-- Begin Excerpted text --

# How long does an IBAN transfer take?



## serotoninsid

I filled out & signed the forms for a euro transfer from my current account to an account in germany in Ulster bank early yesterday morning.  Theres no sign of it on my online banking transaction details as of a few minutes ago.  Surely these transfers are very quick?


----------



## bond-007

They are not that quick, but they are cheap.


----------



## delgirl

I send one to France last Monday morning and it arrived that afternoon.


----------



## serotoninsid

delgirl said:


> I send one to France last Monday morning and it arrived that afternoon.


This was my expectation.  I thought that was the whole idea of IBAN?

Just checked my account online and its still not processed - which will mean I wont get the goods next week when I need them.


----------



## gauloise

There are 2 types of IBAN transfers, one is express and if received early in the day can be in the recepient account by close of business that same day, the other which is cheaper can take 3 days.


----------



## serotoninsid

gauloise said:


> There are 2 types of IBAN transfers, one is express and if received early in the day can be in the recepient account by close of business that same day, the other which is cheaper can take 3 days.


Thats good to know gauloise. The guy behind the counter didnt seem to be too sure about the whole thing - which surprised me as I would have thought its got to be a fairly common transaction these days.


----------



## gauloise

I don't know which bank you use but BOI have a section on their form that you can tick if you want express delivery and Bank of Scotland will guarantee same day delivery (without forms just a fax) if processed before 11.00am!


----------



## serotoninsid

gauloise said:


> I don't know which bank you use ...


Ulster Bank


gauloise said:


> BOI have a section on their form that you can tick if you want express delivery and Bank of Scotland will guarantee same day delivery (without forms just a fax) if processed before 11.00am!


I double checked UB's foreign transfer form after your last post and there was no mention of express or standard delivery.  The guy did fax the form through while I was there. 
I suppose theres a possibility the transfers gone through but their online banking system isnt right up to date with it..


----------



## jpd

With the Bank of Ireland, normal transfers cost 28cts and take up to 3 working days. For 25 euro, you can get same day service.


----------



## gauloise

BOS charge 12.50 for same day but if you have online business banking you can do this for a few cents. Interestingly my old bank BOI never charged me the express fee and I was doing IBAN's on a weekly basis.


----------



## serotoninsid

I filled up the form at the bank on Tues. 8th.  Funds were received on the other side on the 17th.  9 days - not great...


----------



## extopia

Sounds to me like the banks are delaying the cheap transfer (which they are obliged to offer) in order to sell the "premium" product. It's been a couple of years since I did an IBAN but it cost only cents and happened very fast at the time.


----------



## irishpancake

AIB have a very good service, which you can use from your on-line banking, with 4 options, Paylink Euro (Standard and Urgent) and Paylink (Standard and Urgent) 

The Standard Paylink Euro costs nothing, except standard transaction fees, which are free if you qualify for transaction-free banking, and can take 3-4 days, but can be executed from your own on-line banking, once you have IBAN and BIC/SWIFT details.(You also need the newly issued code-card)

 [broken link removed]


----------



## serotoninsid

extopia said:


> Sounds to me like the banks are delaying the cheap transfer (which they are obliged to offer) in order to sell the "premium" product. It's been a couple of years since I did an IBAN but it cost only cents and happened very fast at the time.

-- End Excerpted text --
-- Begin Information provided --

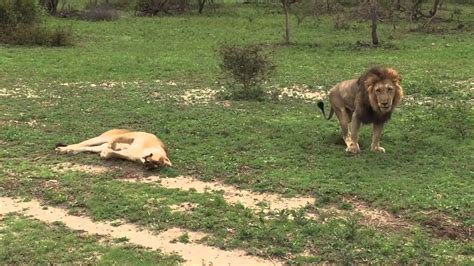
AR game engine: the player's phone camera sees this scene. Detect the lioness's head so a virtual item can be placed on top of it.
[359,67,403,114]
[141,153,172,169]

-- End Information provided --

### Stated problem 1
Reproduce verbatim the part of the IBAN transfer thread that opens with the words "## irishpancake" and closes with "newly issued code-card)".
### Stated problem 2
In the IBAN transfer thread, how much does Bank of Ireland charge for same-day service?

### Correct output 1
## irishpancake

AIB have a very good service, which you can use from your on-line banking, with 4 options, Paylink Euro (Standard and Urgent) and Paylink (Standard and Urgent) 

The Standard Paylink Euro costs nothing, except standard transaction fees, which are free if you qualify for transaction-free banking, and can take 3-4 days, but can be executed from your own on-line banking, once you have IBAN and BIC/SWIFT details.(You also need the newly issued code-card)

### Correct output 2
25 euro.